* **Your instructions**
Present the portion of the material below, from the line containing "Exercise. Pin every instance of the broad" through the end of the material, as a Markdown table with the columns No. and Line. Give each line its own numbered row, and omit blank lines and pictures.

* **Stored records**
+ + + + +
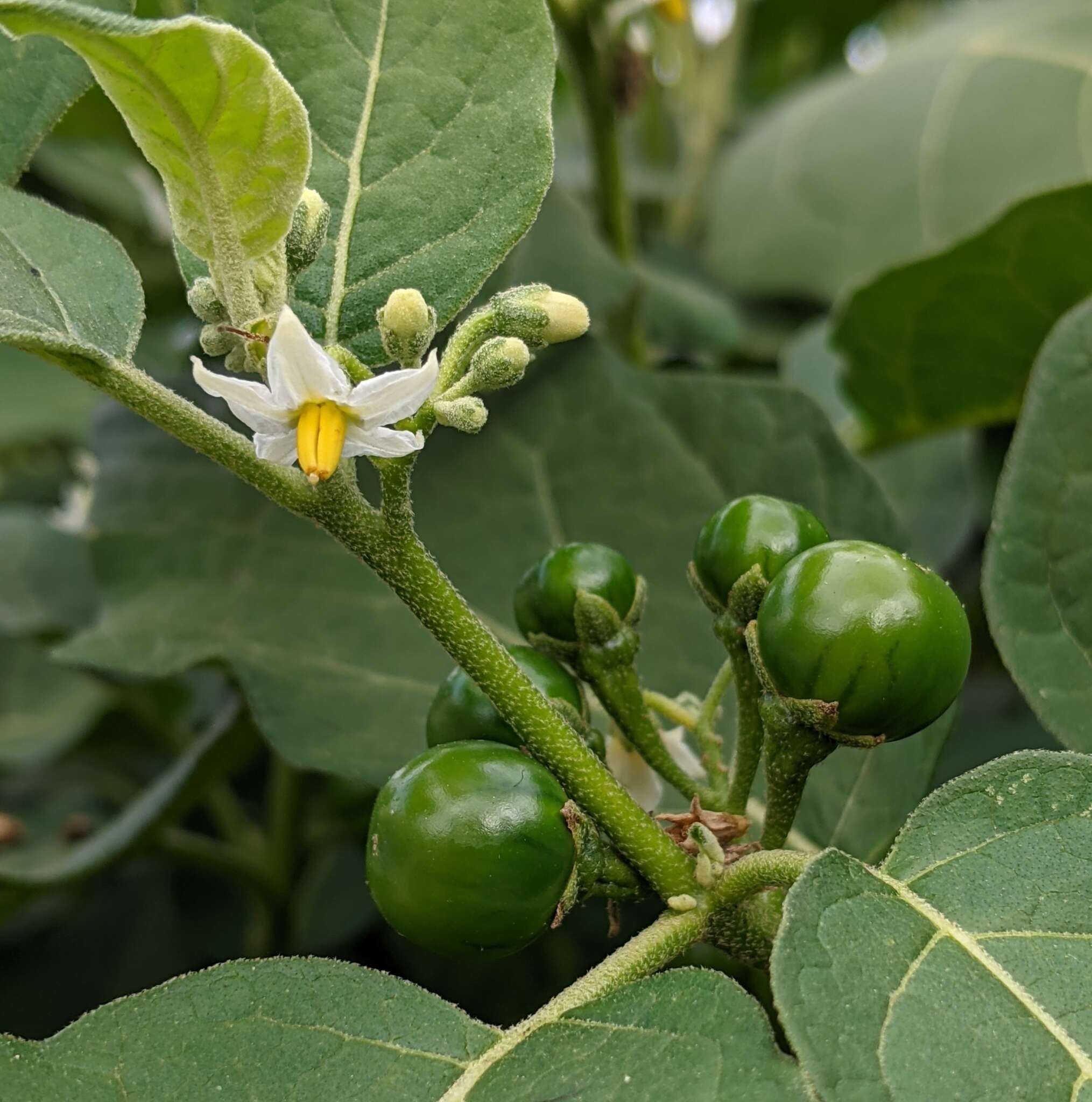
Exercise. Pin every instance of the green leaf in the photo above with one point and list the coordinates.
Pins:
(44, 709)
(194, 566)
(112, 180)
(857, 173)
(960, 968)
(208, 109)
(39, 82)
(857, 800)
(40, 404)
(66, 287)
(929, 483)
(47, 860)
(566, 249)
(309, 1029)
(949, 341)
(432, 144)
(1038, 576)
(331, 903)
(318, 1029)
(688, 1033)
(45, 576)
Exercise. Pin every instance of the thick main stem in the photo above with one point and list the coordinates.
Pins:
(404, 563)
(412, 573)
(642, 956)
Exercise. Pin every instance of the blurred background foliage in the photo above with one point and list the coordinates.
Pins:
(796, 174)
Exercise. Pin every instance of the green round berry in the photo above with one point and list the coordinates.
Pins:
(862, 626)
(755, 531)
(547, 594)
(469, 851)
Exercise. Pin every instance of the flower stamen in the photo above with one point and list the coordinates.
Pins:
(320, 437)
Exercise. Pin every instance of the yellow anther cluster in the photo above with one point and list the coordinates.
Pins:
(320, 437)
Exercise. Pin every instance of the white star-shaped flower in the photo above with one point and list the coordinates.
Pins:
(312, 412)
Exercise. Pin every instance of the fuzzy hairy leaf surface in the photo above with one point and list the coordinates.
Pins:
(860, 172)
(432, 144)
(971, 943)
(208, 109)
(1038, 571)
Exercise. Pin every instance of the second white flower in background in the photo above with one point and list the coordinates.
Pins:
(311, 411)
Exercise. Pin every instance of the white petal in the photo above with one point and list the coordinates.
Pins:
(682, 755)
(251, 402)
(388, 443)
(634, 774)
(299, 371)
(393, 395)
(276, 448)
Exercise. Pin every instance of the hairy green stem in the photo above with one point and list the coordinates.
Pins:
(767, 868)
(404, 563)
(284, 806)
(792, 752)
(749, 747)
(670, 709)
(709, 741)
(593, 85)
(642, 956)
(618, 689)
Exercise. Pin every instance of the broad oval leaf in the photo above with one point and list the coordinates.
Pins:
(304, 1028)
(688, 1033)
(45, 576)
(41, 405)
(949, 341)
(432, 144)
(194, 566)
(44, 708)
(319, 1029)
(66, 287)
(39, 82)
(47, 860)
(857, 173)
(959, 969)
(208, 109)
(1038, 572)
(929, 483)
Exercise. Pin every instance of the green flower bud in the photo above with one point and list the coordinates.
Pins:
(205, 302)
(308, 232)
(467, 415)
(568, 317)
(540, 315)
(215, 342)
(354, 369)
(499, 363)
(407, 326)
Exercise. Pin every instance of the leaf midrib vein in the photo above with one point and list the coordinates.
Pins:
(353, 188)
(970, 945)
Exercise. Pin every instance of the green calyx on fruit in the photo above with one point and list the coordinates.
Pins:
(549, 593)
(861, 627)
(461, 710)
(469, 851)
(752, 532)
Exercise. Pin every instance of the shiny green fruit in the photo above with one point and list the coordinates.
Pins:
(862, 626)
(469, 851)
(755, 531)
(547, 594)
(461, 710)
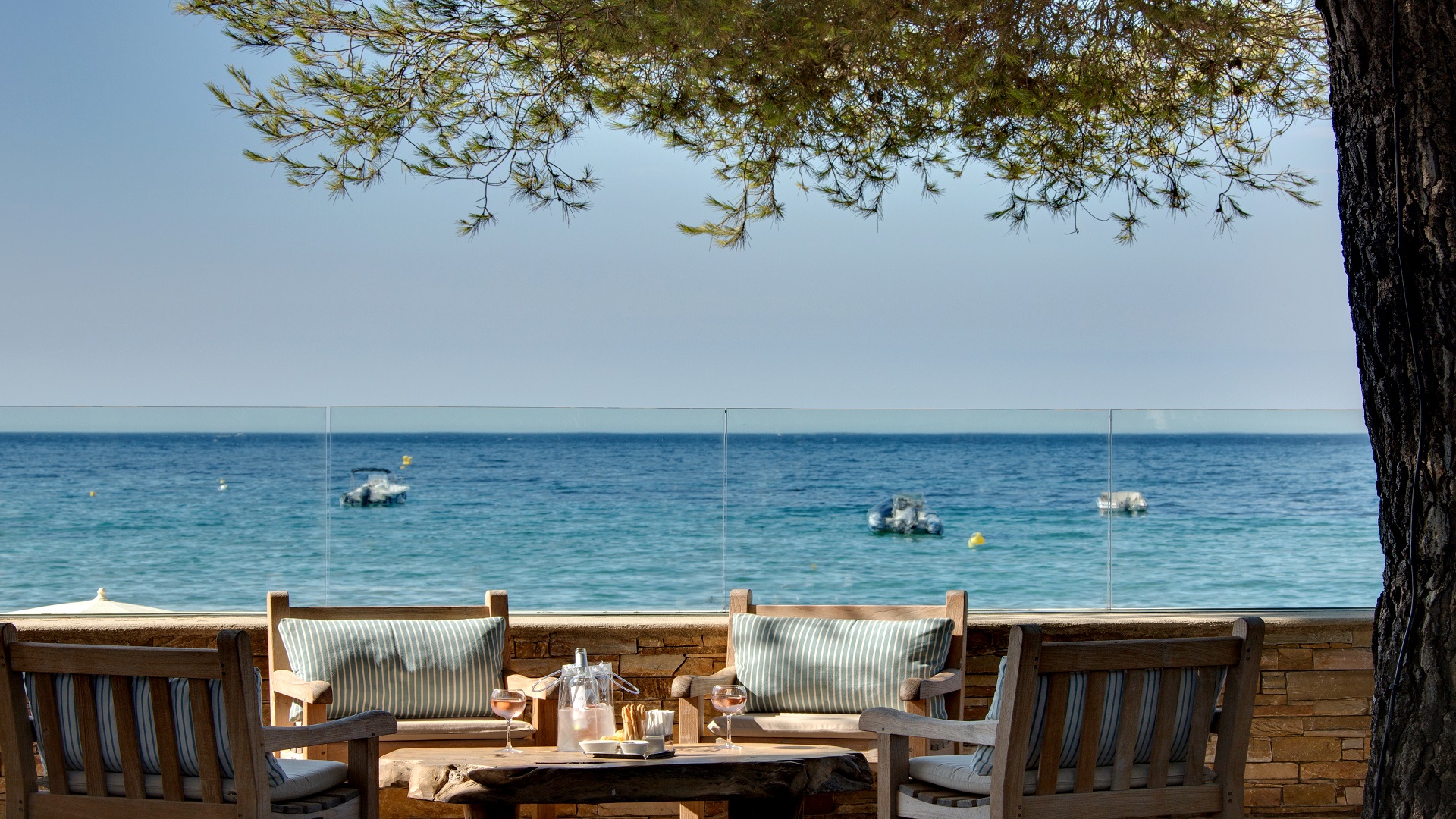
+ + + + +
* **Complete answer**
| No. | Line |
|---|---|
| 1 | Exercise. Pin every instance of the broad oval leaf in the photo above with one point and list the coordinates. |
| 2 | Pins: |
| 3 | (304, 1028) |
| 4 | (688, 1033) |
| 5 | (45, 576) |
| 6 | (41, 405) |
| 7 | (949, 341) |
| 8 | (432, 144) |
| 9 | (194, 566) |
| 10 | (44, 708) |
| 11 | (319, 1029) |
| 12 | (66, 287) |
| 13 | (39, 82) |
| 14 | (47, 860) |
| 15 | (857, 173) |
| 16 | (959, 969) |
| 17 | (208, 109) |
| 18 | (1038, 572) |
| 19 | (929, 483) |
| 20 | Exercise. Pin every instance of the green flower bud in the photo above with one point and list the coordinates. |
| 21 | Pins: |
| 22 | (205, 302) |
| 23 | (308, 232) |
| 24 | (467, 415) |
| 25 | (568, 317) |
| 26 | (540, 315) |
| 27 | (215, 342) |
| 28 | (354, 369) |
| 29 | (499, 363) |
| 30 | (407, 326) |
| 31 | Exercise. Pin every instance of the leaf midrib vein in the photo above with one point and list the coordinates. |
| 32 | Pins: |
| 33 | (353, 188) |
| 34 | (970, 945) |
| 35 | Exercise. Pin every instance of the green calyx on fruit in the photo above with one point and list the coordinates. |
| 36 | Pins: |
| 37 | (549, 593) |
| 38 | (861, 627) |
| 39 | (461, 710) |
| 40 | (469, 851) |
| 41 | (752, 532) |
| 42 | Exercise. Pin every instance of the shiny green fruit in the photo above with one point and list the coordinates. |
| 43 | Pins: |
| 44 | (862, 626) |
| 45 | (469, 851) |
| 46 | (755, 531) |
| 47 | (547, 594) |
| 48 | (461, 710) |